## STATED PROBLEM 1
Collect every line in the listing that contains the string "brown", treating uppercase and lowercase as different.

start EXTRACT PROVIDED

# best practices for resolv.conf on dns servers



## pacija (Oct 10, 2012)

What is the best practice for setting resolv.conf on primary and secondary DNS servers responsible (being master and slave) for forward and reverse zones? I have set it to 127.0.0.1 but on reboot I noticed that is certainly not the best solution (sshd takes ages to start among other stuff).

Any advices?


----------



## kpa (Oct 10, 2012)

Replicate the local host names in /etc/hosts so that they are known without the DNS server running.


----------



## Morte (Oct 10, 2012)

pacija said:
			
		

> (sshd takes ages to start among other stuff).


For that specific problem you can set "UseDNS no" in /etc/ssh/sshd_cofig. I usually set it that way, because once DNS goes down there's usually problems I need to fix fast and waiting for sshd makes me more anxious.


----------



## mamalos (Oct 11, 2012)

Apart from /etc/hosts, which is good practice, you can always have one or more secondary DNS servers configured in your /etc/resolv.conf (like your other DNS server as well as your ISP's DNS server).


----------



## pacija (Oct 18, 2012)

Thank you all. I asked this after all kinds of problems that happened after i restarted hypervisor which runs both primary and secondary DNS server, both of whom had the other one as primary, and itself as secondary.

I put servers on separate hypervisors, edited hosts files and sshd_config, and added google's public DNS server as third name server in resolv.conf


----------

end EXTRACT PROVIDED
start LISTING

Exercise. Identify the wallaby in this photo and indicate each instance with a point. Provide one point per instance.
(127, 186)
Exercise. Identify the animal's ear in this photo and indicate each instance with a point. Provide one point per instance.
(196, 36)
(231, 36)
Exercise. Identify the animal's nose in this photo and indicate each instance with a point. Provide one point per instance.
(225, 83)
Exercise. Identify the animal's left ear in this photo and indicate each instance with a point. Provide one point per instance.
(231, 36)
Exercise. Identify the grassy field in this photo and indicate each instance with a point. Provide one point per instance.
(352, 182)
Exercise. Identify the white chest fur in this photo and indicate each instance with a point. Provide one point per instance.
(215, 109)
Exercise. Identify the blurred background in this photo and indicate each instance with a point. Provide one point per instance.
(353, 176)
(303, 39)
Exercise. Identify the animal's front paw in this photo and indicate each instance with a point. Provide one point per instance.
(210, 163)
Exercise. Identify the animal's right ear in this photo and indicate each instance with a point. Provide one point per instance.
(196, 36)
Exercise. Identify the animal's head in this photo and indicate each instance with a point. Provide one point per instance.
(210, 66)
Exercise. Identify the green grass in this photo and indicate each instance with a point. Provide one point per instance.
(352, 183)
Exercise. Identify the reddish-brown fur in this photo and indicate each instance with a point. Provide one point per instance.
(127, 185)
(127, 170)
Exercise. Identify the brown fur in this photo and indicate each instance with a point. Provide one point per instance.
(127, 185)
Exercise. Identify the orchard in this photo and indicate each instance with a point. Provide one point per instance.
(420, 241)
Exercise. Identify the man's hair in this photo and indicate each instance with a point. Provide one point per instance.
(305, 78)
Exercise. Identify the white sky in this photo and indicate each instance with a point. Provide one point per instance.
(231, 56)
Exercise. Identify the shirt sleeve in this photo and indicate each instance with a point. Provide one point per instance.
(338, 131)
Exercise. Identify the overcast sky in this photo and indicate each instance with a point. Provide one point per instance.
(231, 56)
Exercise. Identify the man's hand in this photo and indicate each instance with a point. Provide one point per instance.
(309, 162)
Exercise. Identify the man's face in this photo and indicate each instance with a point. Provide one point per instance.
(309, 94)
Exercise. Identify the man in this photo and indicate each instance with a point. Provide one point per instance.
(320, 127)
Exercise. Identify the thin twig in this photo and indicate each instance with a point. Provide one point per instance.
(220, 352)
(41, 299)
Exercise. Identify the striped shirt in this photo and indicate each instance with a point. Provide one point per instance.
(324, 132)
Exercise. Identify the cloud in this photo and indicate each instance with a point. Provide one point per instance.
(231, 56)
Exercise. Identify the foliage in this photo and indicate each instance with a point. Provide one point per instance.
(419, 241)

end LISTING

## STATED PROBLEM 2
Answer these questions about the forum thread on resolv.conf for DNS servers:
(a) What address had pacija first put in resolv.conf?
(b) What setting does Morte recommend for the slow sshd start?
(c) Whose public DNS server did pacija add as the third name server?

## EXERCISE SOLUTION 1
Exercise. Identify the reddish-brown fur in this photo and indicate each instance with a point. Provide one point per instance.
Exercise. Identify the brown fur in this photo and indicate each instance with a point. Provide one point per instance.

## EXERCISE SOLUTION 2
(a) 127.0.0.1
(b) "UseDNS no"
(c) Google's